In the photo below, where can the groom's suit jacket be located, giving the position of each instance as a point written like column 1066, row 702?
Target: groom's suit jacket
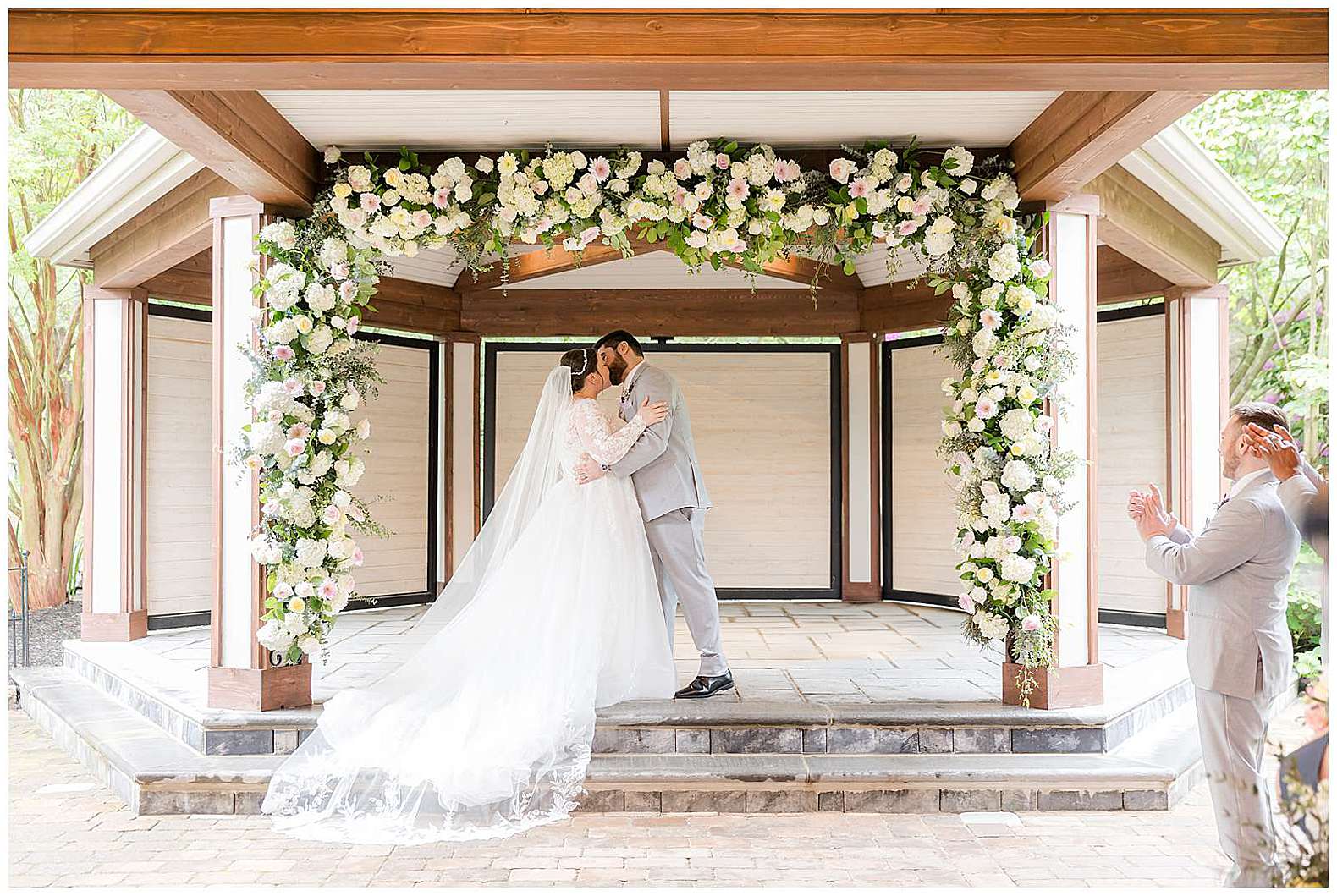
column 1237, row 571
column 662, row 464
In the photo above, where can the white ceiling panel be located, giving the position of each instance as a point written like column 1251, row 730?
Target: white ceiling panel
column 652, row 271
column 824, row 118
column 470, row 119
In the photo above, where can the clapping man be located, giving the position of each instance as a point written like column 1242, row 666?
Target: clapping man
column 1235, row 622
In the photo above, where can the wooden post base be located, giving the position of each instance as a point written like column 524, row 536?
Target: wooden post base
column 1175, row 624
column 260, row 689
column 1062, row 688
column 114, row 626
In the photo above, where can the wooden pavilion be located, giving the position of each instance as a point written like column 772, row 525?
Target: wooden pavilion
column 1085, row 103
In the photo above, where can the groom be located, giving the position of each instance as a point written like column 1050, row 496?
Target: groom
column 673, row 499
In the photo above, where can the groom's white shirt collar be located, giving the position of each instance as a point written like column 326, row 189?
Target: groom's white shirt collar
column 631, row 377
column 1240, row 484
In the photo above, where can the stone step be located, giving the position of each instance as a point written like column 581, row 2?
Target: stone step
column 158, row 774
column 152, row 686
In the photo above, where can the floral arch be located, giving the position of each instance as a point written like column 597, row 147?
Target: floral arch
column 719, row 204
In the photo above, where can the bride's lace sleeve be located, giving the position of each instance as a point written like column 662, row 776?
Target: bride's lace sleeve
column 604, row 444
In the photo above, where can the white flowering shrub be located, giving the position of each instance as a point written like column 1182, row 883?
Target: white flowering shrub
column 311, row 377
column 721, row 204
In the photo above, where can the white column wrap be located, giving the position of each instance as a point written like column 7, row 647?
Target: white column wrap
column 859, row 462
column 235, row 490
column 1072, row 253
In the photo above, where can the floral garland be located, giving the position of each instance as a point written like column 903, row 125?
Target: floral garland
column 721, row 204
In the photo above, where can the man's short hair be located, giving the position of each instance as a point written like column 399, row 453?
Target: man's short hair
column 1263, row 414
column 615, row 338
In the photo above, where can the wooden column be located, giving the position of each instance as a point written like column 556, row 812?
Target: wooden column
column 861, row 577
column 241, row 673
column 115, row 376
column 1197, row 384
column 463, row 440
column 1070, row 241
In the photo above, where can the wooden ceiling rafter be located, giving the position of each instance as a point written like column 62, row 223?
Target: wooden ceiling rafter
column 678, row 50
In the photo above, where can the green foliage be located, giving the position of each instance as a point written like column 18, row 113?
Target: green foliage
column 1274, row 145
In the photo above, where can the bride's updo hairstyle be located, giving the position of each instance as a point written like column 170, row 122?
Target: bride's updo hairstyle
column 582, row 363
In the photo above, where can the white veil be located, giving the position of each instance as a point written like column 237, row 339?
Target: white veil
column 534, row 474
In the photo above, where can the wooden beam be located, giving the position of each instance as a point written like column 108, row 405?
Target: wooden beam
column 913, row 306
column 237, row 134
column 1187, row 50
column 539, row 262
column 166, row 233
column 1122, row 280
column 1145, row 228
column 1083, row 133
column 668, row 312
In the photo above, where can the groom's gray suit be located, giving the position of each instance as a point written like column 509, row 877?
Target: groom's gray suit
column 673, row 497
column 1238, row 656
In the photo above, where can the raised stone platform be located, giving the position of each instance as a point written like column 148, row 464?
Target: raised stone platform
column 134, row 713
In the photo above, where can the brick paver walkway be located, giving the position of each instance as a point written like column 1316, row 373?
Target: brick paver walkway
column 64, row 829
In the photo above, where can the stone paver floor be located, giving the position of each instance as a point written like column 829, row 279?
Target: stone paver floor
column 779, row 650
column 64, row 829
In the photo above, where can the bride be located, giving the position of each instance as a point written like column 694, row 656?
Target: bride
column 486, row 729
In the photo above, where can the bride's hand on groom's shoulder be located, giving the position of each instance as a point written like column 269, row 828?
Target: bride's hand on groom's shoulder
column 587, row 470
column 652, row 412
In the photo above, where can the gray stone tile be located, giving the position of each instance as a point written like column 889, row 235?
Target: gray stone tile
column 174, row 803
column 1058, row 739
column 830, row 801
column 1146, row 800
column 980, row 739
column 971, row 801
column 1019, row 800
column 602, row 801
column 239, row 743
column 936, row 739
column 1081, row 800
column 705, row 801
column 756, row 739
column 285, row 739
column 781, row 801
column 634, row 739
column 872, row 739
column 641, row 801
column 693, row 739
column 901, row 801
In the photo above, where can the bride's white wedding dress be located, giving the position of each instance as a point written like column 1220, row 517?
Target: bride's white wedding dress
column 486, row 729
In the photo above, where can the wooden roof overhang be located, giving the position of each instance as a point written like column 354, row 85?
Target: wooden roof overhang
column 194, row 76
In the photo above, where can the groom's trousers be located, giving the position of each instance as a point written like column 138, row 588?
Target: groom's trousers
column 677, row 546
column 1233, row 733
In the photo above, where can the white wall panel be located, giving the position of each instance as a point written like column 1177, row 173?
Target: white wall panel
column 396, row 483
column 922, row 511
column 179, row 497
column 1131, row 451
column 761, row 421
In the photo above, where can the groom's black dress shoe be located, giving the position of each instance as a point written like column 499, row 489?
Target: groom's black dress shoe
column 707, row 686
--
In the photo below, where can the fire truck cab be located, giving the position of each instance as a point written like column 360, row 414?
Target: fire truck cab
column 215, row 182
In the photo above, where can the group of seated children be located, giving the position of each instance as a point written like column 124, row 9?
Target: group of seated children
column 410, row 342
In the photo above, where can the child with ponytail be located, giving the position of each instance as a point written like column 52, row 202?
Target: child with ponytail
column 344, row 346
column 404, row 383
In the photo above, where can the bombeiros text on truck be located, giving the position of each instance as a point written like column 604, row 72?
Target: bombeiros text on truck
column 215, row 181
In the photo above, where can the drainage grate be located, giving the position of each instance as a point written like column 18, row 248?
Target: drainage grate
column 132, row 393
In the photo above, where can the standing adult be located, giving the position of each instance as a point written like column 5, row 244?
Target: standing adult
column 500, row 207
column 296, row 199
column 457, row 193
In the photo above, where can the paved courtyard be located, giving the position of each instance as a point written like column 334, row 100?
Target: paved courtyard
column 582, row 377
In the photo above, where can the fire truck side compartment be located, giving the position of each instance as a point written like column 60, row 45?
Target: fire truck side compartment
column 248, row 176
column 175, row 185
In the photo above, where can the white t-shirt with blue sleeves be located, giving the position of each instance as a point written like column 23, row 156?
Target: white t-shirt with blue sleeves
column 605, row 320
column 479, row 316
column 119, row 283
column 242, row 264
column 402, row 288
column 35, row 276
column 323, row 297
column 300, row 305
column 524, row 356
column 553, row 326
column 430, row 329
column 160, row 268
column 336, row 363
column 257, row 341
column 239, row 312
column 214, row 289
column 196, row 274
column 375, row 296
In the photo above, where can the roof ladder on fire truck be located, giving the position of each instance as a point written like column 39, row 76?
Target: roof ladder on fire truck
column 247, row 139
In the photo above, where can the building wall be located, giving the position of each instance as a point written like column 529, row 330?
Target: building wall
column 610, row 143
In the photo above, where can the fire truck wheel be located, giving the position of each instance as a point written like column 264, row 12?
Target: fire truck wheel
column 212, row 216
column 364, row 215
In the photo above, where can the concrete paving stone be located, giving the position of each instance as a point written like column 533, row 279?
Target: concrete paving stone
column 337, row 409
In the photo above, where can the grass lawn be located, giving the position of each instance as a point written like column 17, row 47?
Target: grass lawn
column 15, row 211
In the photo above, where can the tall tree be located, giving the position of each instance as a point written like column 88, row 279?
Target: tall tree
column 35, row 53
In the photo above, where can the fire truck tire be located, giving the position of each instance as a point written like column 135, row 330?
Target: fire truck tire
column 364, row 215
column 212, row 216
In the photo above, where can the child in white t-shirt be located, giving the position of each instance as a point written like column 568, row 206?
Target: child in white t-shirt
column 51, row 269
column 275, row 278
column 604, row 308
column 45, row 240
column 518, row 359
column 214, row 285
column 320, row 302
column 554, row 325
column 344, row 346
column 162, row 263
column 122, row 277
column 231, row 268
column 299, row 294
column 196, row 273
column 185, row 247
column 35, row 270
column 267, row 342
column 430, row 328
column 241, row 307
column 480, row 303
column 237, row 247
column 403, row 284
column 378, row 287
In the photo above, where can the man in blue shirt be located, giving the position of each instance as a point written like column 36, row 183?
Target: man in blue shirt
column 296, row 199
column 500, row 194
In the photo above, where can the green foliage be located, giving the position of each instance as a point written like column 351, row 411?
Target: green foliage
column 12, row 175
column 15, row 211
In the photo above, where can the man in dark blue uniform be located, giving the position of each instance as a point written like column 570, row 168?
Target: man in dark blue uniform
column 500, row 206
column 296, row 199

▶ **WHAT IS NEEDED**
Please write out, exactly as they appear above, only the lines in the stretch from the line with "In the photo above, where can the groom's white" through the line with "In the photo above, where can the white flowering".

▶ **WRITTEN RESPONSE**
In the photo above, where can the groom's white shirt collar be located, giving the position of each instance as a point written like column 326, row 189?
Target: groom's white shirt collar
column 631, row 377
column 1240, row 484
In the photo above, where can the stone step be located, giving the position of each instance as a point written like column 581, row 2?
Target: stone step
column 158, row 774
column 152, row 686
In the photo above, where can the floral arch be located, giving the position of each instance as a point written like column 597, row 147?
Target: floral arch
column 719, row 204
In the photo above, where can the bride's lace sleeve be located, giving the position of each instance as a point written like column 662, row 776?
Target: bride's lace sleeve
column 604, row 444
In the photo above, where can the white flowering shrub be located, giving the position of each instance as a point written like column 1182, row 883?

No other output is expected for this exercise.